**EXERCISE PROMPT:**
Please work out how many lines in the data below hold the word "masks", and state only the number.

START GIVEN RECORDS

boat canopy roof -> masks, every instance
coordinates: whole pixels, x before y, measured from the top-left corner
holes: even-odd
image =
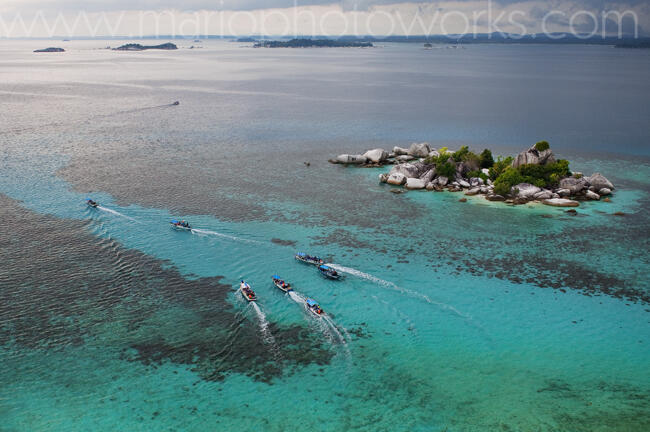
[[[278,275],[273,275],[273,276],[271,276],[271,277],[272,277],[273,279],[280,279],[280,276],[278,276]]]
[[[307,254],[304,253],[304,252],[298,252],[296,255],[298,255],[298,256],[302,256],[302,257],[307,256]]]
[[[321,266],[318,266],[318,268],[319,268],[319,269],[322,269],[322,270],[332,270],[332,267],[330,267],[330,266],[326,266],[325,264],[323,264],[323,265],[321,265]]]
[[[318,306],[318,303],[316,303],[312,299],[307,299],[307,305],[309,305],[309,306]]]
[[[179,222],[180,222],[180,221],[177,221],[176,219],[172,219],[172,223],[173,223],[173,224],[177,224],[177,223],[179,223]]]

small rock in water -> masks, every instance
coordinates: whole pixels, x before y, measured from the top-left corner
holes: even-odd
[[[458,200],[459,202],[467,202],[467,198],[461,198]]]
[[[625,213],[623,213],[621,211],[618,211],[618,212],[614,213],[614,216],[625,216]]]
[[[602,189],[600,189],[598,191],[598,195],[600,195],[600,196],[602,196],[602,195],[611,195],[611,193],[612,193],[612,190],[609,189],[609,188],[602,188]]]
[[[578,207],[580,203],[578,201],[573,201],[566,198],[551,198],[542,201],[542,204],[546,204],[554,207]]]

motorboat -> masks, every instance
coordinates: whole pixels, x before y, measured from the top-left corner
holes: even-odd
[[[273,285],[275,285],[277,288],[281,289],[282,291],[284,292],[293,291],[291,284],[280,279],[280,276],[273,275],[271,276],[271,280],[273,280]]]
[[[325,264],[319,265],[318,266],[318,271],[320,272],[320,274],[322,274],[323,276],[325,276],[328,279],[337,280],[337,279],[339,279],[341,277],[336,272],[336,270],[334,270],[332,267],[330,267],[328,265],[325,265]]]
[[[99,206],[99,203],[97,201],[93,201],[90,198],[86,198],[86,204],[92,208],[97,208],[97,206]]]
[[[317,317],[322,317],[325,315],[325,311],[312,299],[307,299],[305,300],[305,305],[307,305],[307,309]]]
[[[246,282],[241,281],[239,283],[239,291],[247,301],[252,302],[257,300],[257,296],[255,295],[255,292],[251,289],[251,286],[248,285]]]
[[[322,259],[320,259],[319,257],[317,257],[317,256],[307,255],[307,254],[304,253],[304,252],[299,252],[299,253],[297,253],[296,255],[294,255],[294,257],[295,257],[298,261],[301,261],[301,262],[304,262],[304,263],[307,263],[307,264],[312,264],[312,265],[321,265],[321,264],[324,264],[324,263],[325,263],[325,262],[324,262]]]
[[[185,222],[184,220],[179,221],[179,220],[173,219],[169,223],[171,224],[172,228],[177,229],[177,230],[181,230],[181,231],[191,231],[192,230],[192,227],[190,226],[190,224],[188,222]]]

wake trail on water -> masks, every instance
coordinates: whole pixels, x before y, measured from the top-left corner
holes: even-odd
[[[413,291],[413,290],[406,289],[406,288],[402,288],[402,287],[396,285],[393,282],[389,282],[389,281],[380,279],[380,278],[378,278],[376,276],[373,276],[373,275],[368,274],[368,273],[364,273],[364,272],[362,272],[360,270],[357,270],[357,269],[353,269],[353,268],[350,268],[350,267],[344,267],[344,266],[341,266],[341,265],[338,265],[338,264],[327,264],[327,265],[332,267],[333,269],[335,269],[337,271],[342,272],[342,273],[347,273],[347,274],[350,274],[352,276],[360,277],[362,279],[369,280],[371,282],[376,283],[377,285],[383,286],[383,287],[391,289],[393,291],[398,291],[398,292],[400,292],[402,294],[406,294],[406,295],[411,296],[411,297],[419,298],[421,300],[426,301],[429,304],[438,306],[441,309],[448,310],[448,311],[450,311],[450,312],[452,312],[452,313],[454,313],[454,314],[456,314],[459,317],[462,317],[464,319],[467,319],[467,320],[472,319],[469,315],[466,315],[466,314],[462,313],[461,311],[459,311],[458,309],[456,309],[452,305],[448,305],[446,303],[431,300],[429,298],[429,296],[427,296],[425,294],[422,294],[420,292]]]
[[[375,299],[376,302],[383,304],[387,308],[391,309],[395,315],[397,315],[402,321],[406,322],[408,324],[408,330],[414,332],[417,334],[417,329],[415,328],[415,323],[411,320],[411,318],[405,314],[404,312],[400,311],[398,308],[390,304],[384,299],[380,299],[376,295],[371,296],[373,299]]]
[[[109,209],[109,208],[107,208],[107,207],[102,207],[102,206],[97,206],[97,208],[98,208],[99,210],[102,210],[102,211],[105,211],[105,212],[108,212],[108,213],[114,214],[115,216],[120,216],[120,217],[126,218],[126,219],[128,219],[128,220],[130,220],[130,221],[137,222],[137,221],[136,221],[135,219],[133,219],[132,217],[127,216],[127,215],[125,215],[125,214],[123,214],[123,213],[120,213],[120,212],[118,212],[118,211],[116,211],[116,210]]]
[[[262,339],[264,340],[264,343],[267,345],[271,345],[271,351],[273,352],[273,355],[276,360],[280,360],[282,357],[282,354],[280,353],[280,347],[278,346],[277,342],[275,341],[275,338],[271,334],[271,331],[269,330],[269,321],[266,319],[266,314],[262,311],[262,309],[257,305],[255,302],[250,302],[251,306],[253,307],[253,310],[257,314],[257,320],[260,324],[260,332],[262,333]]]
[[[307,313],[308,315],[312,314],[312,312],[310,312],[307,309],[307,304],[305,303],[307,299],[304,296],[300,295],[296,291],[289,291],[289,297],[291,297],[293,301],[301,305],[303,309],[305,309],[305,313]],[[323,332],[325,332],[332,339],[332,342],[334,339],[338,339],[341,345],[345,347],[346,355],[348,357],[351,356],[350,348],[348,348],[347,344],[348,344],[348,340],[351,340],[352,338],[350,337],[350,334],[347,332],[347,330],[344,327],[341,327],[341,329],[343,330],[343,333],[347,336],[347,339],[341,334],[336,323],[334,323],[334,321],[327,315],[322,316],[320,319],[314,317],[314,320],[316,320],[321,330],[323,330]]]
[[[255,302],[251,302],[251,305],[253,306],[253,310],[257,314],[257,319],[260,322],[260,330],[262,331],[262,334],[264,335],[264,341],[268,343],[275,343],[275,338],[269,331],[269,322],[266,319],[266,314],[262,312],[262,309],[257,305]]]
[[[227,238],[229,240],[243,242],[243,243],[260,243],[257,240],[243,239],[241,237],[236,237],[236,236],[233,236],[233,235],[223,234],[223,233],[220,233],[220,232],[217,232],[217,231],[211,231],[211,230],[206,230],[206,229],[192,228],[190,231],[192,232],[192,234],[222,237],[222,238]]]

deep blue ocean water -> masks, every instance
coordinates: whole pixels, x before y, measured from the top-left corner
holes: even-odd
[[[650,428],[650,53],[118,43],[0,42],[0,430]],[[541,139],[612,202],[326,162]]]

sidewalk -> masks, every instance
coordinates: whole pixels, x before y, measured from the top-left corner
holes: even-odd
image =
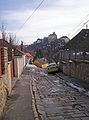
[[[8,98],[3,120],[34,120],[29,73],[24,70]]]

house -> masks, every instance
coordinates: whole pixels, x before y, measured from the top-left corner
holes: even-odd
[[[14,49],[14,77],[19,79],[24,66],[27,63],[27,56],[26,54],[19,50],[18,48]]]
[[[82,29],[65,45],[65,49],[89,51],[89,29]]]
[[[28,58],[28,63],[33,63],[33,56],[31,53],[26,52],[26,57]]]

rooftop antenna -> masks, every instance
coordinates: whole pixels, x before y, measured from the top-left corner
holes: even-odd
[[[86,29],[88,29],[88,24],[86,24]]]
[[[88,23],[89,22],[89,20],[87,20],[83,25],[86,25],[86,29],[88,29]]]

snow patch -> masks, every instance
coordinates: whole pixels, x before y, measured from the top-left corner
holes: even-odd
[[[44,73],[44,72],[40,72],[41,75],[44,75],[44,76],[48,76],[48,74]]]
[[[69,86],[77,89],[79,92],[85,92],[85,91],[86,91],[84,88],[80,88],[80,87],[78,87],[78,86],[75,86],[75,85],[72,84],[72,83],[67,83],[67,84],[68,84]]]
[[[32,79],[33,79],[34,81],[36,81],[36,79],[34,78],[34,76],[32,76]]]
[[[85,95],[89,96],[89,91],[87,91],[87,92],[85,93]]]
[[[32,72],[35,72],[35,69],[31,69]]]
[[[59,80],[54,81],[55,83],[59,83]]]
[[[58,91],[59,91],[58,88],[52,88],[51,93],[55,93],[55,92],[58,92]]]
[[[32,64],[29,64],[29,63],[27,63],[26,67],[33,67],[33,68],[37,68],[37,66],[32,65]]]

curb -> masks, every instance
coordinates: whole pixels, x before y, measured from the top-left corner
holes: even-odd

END GIVEN RECORDS

**SOLVED PROBLEM:**
10